[Point annotation dataset records]
------------------------

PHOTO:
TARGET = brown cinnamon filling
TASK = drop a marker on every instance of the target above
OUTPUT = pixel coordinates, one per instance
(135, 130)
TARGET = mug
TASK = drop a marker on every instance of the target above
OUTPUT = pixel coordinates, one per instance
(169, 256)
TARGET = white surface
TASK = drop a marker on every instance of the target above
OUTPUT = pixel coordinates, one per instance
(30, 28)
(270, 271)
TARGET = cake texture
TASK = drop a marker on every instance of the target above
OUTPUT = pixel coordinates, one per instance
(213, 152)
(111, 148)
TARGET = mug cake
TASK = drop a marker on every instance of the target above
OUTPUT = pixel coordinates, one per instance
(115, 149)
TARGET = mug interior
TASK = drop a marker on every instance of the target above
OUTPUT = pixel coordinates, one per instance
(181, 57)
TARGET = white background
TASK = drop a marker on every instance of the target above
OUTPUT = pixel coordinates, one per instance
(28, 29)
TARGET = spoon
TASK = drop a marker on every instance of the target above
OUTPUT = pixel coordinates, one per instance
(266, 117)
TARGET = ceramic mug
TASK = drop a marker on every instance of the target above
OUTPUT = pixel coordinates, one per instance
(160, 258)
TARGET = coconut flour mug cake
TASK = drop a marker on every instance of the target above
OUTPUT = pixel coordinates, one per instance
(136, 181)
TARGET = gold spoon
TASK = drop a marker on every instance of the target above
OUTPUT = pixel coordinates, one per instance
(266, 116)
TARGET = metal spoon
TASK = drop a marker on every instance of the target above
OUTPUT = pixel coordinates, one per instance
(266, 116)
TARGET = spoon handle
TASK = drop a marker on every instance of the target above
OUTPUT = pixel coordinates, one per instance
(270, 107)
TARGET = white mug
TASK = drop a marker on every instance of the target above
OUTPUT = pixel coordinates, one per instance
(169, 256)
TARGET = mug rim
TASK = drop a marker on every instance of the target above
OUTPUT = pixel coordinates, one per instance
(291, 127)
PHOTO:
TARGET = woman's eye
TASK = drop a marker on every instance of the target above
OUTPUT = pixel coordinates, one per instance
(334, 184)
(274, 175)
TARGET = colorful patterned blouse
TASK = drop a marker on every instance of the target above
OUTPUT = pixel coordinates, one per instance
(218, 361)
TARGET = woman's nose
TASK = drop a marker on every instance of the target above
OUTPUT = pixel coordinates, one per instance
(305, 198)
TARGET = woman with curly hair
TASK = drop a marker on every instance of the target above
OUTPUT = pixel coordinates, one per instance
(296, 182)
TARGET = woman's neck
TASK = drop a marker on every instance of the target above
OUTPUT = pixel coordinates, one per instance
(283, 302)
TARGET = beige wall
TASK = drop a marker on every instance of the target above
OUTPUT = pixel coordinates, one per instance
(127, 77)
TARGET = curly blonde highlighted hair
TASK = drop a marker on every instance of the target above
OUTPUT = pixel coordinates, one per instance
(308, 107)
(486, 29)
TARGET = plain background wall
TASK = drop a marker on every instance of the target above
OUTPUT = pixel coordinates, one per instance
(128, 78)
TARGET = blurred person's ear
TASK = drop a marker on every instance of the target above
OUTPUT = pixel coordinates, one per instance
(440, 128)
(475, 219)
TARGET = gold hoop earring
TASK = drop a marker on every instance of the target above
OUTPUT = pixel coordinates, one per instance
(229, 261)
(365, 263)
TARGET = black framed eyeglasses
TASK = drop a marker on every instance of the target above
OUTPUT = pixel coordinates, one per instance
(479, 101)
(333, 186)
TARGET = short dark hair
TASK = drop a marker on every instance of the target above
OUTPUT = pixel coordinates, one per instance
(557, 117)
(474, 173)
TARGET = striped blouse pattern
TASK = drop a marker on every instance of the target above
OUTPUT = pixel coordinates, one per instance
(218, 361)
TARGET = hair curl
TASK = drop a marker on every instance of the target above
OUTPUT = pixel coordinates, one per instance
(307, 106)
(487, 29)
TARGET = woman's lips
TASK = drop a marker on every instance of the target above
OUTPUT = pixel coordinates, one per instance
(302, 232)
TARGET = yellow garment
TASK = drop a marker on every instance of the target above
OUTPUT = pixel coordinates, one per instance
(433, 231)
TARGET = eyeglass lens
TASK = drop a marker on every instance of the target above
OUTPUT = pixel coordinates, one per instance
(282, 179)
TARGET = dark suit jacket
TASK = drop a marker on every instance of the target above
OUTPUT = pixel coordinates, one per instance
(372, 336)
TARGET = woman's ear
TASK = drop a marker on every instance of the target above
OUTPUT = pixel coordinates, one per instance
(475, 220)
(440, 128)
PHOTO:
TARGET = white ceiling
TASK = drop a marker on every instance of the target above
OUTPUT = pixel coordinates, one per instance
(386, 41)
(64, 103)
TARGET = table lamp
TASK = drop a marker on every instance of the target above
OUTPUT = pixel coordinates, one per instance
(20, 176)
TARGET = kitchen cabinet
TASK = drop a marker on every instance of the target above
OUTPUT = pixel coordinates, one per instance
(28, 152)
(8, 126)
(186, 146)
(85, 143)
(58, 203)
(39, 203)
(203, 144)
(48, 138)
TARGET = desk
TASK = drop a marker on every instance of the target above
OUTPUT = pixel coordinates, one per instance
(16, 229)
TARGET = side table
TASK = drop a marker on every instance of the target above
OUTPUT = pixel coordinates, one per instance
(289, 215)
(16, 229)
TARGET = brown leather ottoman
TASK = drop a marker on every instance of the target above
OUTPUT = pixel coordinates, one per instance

------------------------

Can you give the records again from the line with "TARGET = dark suit jacket" through the end, swapping "side table" for "end table" and leaving everything else unchanged?

Solution below:
TARGET = dark suit jacket
TASK = drop a marker on every instance of the target above
OUTPUT = pixel coordinates, one per instance
(372, 336)
TARGET = woman's ear
TASK = drop a marker on every instance of the target above
OUTPUT = pixel coordinates, one per instance
(475, 220)
(440, 128)
PHOTO:
TARGET = white ceiling
TASK = drop a marker on every instance of the target above
OUTPUT = pixel coordinates, one per instance
(386, 41)
(64, 103)
TARGET = table lamp
TASK = drop a marker on every instance of the target above
OUTPUT = pixel coordinates, one per instance
(20, 176)
TARGET = kitchen cabinet
TASK = drop a marker on every instance of the target above
OUTPUT = pixel coordinates, one per instance
(28, 152)
(8, 126)
(186, 146)
(85, 143)
(58, 203)
(39, 203)
(203, 144)
(48, 138)
TARGET = desk
TASK = drop a marker on every instance of the target above
OUTPUT = pixel coordinates, one per instance
(16, 229)
TARGET = end table
TASK = drop a marker on every instance of the target above
OUTPUT = pixel coordinates, one per instance
(289, 215)
(16, 229)
TARGET = brown leather ottoman
TASK = drop a marker on every instance of the target above
OUTPUT = pixel coordinates, one per instance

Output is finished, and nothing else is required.